▶ Supplied records
§
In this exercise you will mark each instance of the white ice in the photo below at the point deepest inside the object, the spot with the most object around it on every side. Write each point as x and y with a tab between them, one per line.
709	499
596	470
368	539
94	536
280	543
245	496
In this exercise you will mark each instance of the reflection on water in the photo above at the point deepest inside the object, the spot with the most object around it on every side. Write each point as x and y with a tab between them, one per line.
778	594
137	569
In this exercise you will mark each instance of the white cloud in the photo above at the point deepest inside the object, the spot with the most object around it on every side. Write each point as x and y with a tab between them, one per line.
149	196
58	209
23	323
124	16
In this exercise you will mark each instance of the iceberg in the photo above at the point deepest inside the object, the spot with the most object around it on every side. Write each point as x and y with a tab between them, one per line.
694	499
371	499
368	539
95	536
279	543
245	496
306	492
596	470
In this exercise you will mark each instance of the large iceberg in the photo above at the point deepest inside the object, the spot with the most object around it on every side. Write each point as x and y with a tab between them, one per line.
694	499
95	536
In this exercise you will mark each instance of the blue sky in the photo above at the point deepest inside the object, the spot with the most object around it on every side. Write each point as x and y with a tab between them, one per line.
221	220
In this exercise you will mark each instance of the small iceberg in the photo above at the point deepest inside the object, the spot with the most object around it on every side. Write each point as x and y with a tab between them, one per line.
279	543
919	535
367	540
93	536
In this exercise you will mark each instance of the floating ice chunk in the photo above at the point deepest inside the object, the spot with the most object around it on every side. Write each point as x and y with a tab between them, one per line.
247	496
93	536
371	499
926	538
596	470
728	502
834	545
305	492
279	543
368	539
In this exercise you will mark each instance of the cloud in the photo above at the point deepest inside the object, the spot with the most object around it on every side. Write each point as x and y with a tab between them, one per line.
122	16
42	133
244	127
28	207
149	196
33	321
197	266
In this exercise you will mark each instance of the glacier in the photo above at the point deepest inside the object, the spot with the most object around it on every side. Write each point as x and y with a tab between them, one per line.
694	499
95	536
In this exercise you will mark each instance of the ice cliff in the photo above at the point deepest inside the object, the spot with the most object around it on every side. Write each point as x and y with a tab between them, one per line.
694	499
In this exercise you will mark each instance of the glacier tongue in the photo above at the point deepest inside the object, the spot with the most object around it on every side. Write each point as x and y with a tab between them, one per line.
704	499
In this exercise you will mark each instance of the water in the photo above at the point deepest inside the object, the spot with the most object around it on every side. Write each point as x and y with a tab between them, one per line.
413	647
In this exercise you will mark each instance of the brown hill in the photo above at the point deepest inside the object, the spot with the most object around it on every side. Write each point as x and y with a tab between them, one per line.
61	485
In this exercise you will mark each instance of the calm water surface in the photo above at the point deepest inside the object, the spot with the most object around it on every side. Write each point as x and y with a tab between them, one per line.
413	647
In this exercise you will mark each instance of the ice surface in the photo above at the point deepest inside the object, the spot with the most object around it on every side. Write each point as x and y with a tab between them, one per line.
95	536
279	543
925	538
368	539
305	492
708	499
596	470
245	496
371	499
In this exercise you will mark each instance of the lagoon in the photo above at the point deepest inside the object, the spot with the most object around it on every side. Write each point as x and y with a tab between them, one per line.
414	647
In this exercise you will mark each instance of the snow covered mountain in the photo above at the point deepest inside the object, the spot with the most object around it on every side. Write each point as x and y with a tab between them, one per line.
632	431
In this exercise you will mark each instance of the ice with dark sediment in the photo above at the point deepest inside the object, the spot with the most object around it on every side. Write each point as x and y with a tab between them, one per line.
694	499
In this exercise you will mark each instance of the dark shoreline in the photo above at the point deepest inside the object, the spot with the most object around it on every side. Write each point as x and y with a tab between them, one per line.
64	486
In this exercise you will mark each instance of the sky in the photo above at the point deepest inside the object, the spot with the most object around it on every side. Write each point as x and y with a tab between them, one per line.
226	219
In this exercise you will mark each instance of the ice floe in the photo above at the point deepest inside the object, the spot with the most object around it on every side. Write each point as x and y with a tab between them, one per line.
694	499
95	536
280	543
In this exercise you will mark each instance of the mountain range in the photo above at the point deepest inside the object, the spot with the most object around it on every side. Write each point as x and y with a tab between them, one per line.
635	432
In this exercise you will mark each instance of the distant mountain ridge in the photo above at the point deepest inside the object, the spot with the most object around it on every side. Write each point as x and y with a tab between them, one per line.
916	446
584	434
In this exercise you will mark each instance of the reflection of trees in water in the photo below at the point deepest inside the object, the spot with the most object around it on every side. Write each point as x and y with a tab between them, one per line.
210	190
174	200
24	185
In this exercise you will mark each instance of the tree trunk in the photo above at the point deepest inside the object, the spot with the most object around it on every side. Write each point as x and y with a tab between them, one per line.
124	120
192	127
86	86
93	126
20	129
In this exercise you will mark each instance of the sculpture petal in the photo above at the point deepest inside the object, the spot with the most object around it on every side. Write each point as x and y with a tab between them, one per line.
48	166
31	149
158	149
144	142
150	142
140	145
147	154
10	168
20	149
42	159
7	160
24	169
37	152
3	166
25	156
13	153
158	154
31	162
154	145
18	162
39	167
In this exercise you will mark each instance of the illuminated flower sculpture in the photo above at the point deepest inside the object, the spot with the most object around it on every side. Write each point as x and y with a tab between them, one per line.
§
▶ Objective
Your task is to give the records above again, exactly.

▶ Problem solution
In this exercise you will mark each instance of the white ice in the photo below at the point deepest inside the object, the spot with the most object around it on every side. Write each point as x and y with a tab between them, one per line.
709	499
596	470
368	539
94	536
280	543
245	496
In this exercise you will mark each instance of the reflection on water in the photo above at the point deepest inside the object, the spot with the most object around it on every side. Write each point as x and y with a tab between them, one per line.
778	594
137	569
In this exercise you will mark each instance of the white cloud in the photo above at the point deepest inside the object, the spot with the most object around it on every side. Write each point as x and y with a tab between them, one per line.
149	196
58	209
23	323
124	16
In this exercise you will mark each instance of the iceberg in the photo above at the point deepest inside the object, the spot with the most object around it on every side. Write each point as x and y with a tab between them, one per line.
694	499
371	499
368	539
95	536
279	543
245	496
306	492
596	470
In this exercise you will mark each instance of the large iceberg in the photo above at the point deepest inside the object, the spot with the most object around it on every side. Write each point as x and y with a tab between them, one per line.
694	499
95	536
In this exercise you will mark each instance of the blue sky in the photo above at the point deepest inside the object, the spot with the most object around it on every side. Write each point as x and y with a tab between them, one per line.
221	220
In this exercise you will mark each instance of the small iceberg in the photo above at the point deepest inside the object, the spot with the most object around it on every side. Write each point as x and y with a tab between them, one per line.
279	543
919	535
367	540
93	536
In this exercise you will mark each instance of the floating ice chunk in the photo above at the point deepest inside the object, the spot with the most object around it on every side. Write each point as x and y with a tab between them, one per line.
247	496
93	536
371	499
926	538
596	470
728	502
834	545
305	492
279	543
368	539
In this exercise you will mark each instance of the cloud in the photo above at the point deepest inside the object, the spot with the most object around it on every side. Write each point as x and y with a tab between them, one per line.
122	16
42	133
244	127
28	207
149	196
33	321
197	266
In this exercise you will mark each instance of the glacier in the photo above at the point deepest inside the object, the spot with the most object around it on every side. Write each point as x and y with a tab between them, one per line.
694	499
95	536
In this exercise you will mark each instance of the ice cliff in the photo above at the point deepest inside the object, the spot with the most object around it on every side. Write each point as x and y with a tab between them, one per line.
694	499
In this exercise you will mark each instance of the glacier tongue in the photo above at the point deepest inside the object, the spot with the most object around it on every side. Write each point as x and y with a tab between them, one per line.
704	499
In this exercise you will mark each instance of the water in the photo above at the point deepest inside the object, the spot with the most object around it on every side. Write each point as x and y with a tab between them, one per line.
413	647
In this exercise you will mark each instance of the brown hill in the photo above at the point deepest inside the object, the spot with the most object around it on every side. Write each point as x and y with a tab between them, one per line.
61	485
In this exercise you will mark each instance of the calm water surface in the photo above at the point deepest inside the object, the spot with the most object around it on every side. Write each point as x and y with a tab between them, one per line.
413	647
In this exercise you will mark each instance of the ice surface in the photo above at the point deepest inside the object, the spot with the most object around it on every side. Write each point as x and y with a tab between them, one per line.
95	536
279	543
925	538
368	539
305	492
708	499
596	470
245	496
371	499
In this exercise you will mark each instance of the lagoon in the photo above at the point deepest inside the object, the spot with the most object around it on every side. Write each point as x and y with a tab between them, one per line.
414	647
In this exercise you will mark each instance of the snow covered mountain in the photo above at the point deepest inside the object, the spot with the most object around it on every side. Write each point as x and y with a tab between them, one per line.
632	431
In this exercise you will mark each instance of the ice with dark sediment in the photo above at the point deepest inside the object, the spot with the most object around it on every side. Write each point as x and y with a tab between them, one per line.
694	499
In this exercise you will mark each instance of the dark shoreline in the photo above at the point deepest inside the object, the spot with the most object around it on every side. Write each point as x and y with a tab between them, one per line.
64	486
In this exercise you will mark each instance of the sky in the photo above at the point deepest inside the object, the spot with the most object around it on every side. Write each point as x and y with a tab between them, one per line.
226	219
In this exercise you will mark each instance of the ice floe in the photo above at the point deepest inside the object, the spot with the most object around it on every side. Write each point as x and y with a tab between them, one per line.
694	499
95	536
280	543
In this exercise you will mark each instance of the mountain range in the photo above at the point deepest inside the object, the spot with the most object around it on every side. Write each point as x and y with a tab between them, one per line.
635	432
In this exercise you will mark each instance of the distant mountain ridge in the photo above at the point deepest inside the object, the spot with the most object around it on every side. Write each point as x and y with a tab between them, one per line.
916	446
584	434
In this exercise you will mark each instance of the reflection of trees in water in the photo below at the point deepest inside the object, the spot with the most object around it on every side. Write each point as x and y with a tab between them, one per line.
210	190
174	200
24	185
In this exercise you will mark each instance of the tree trunk in the photo above at the point deepest inside the object, the spot with the most object around it on every side. Write each point as x and y with a tab between them, one per line.
124	120
192	127
86	86
93	126
20	129
In this exercise you will mark each instance of the sculpture petal in the photo above at the point deepest inside the object, the spot with the most object around it on every side. Write each point as x and y with a tab between them, one per line.
48	166
31	149
158	149
144	142
150	142
140	145
147	154
10	168
20	149
42	159
7	160
24	169
37	152
3	166
25	156
13	153
158	154
31	162
154	145
18	162
39	167
In this exercise you will mark each instance of the illuminated flower sculpture in the photo above at the point deepest inside the object, the spot with the most object around it on every side. Write each point as x and y with a tab between them, one per line.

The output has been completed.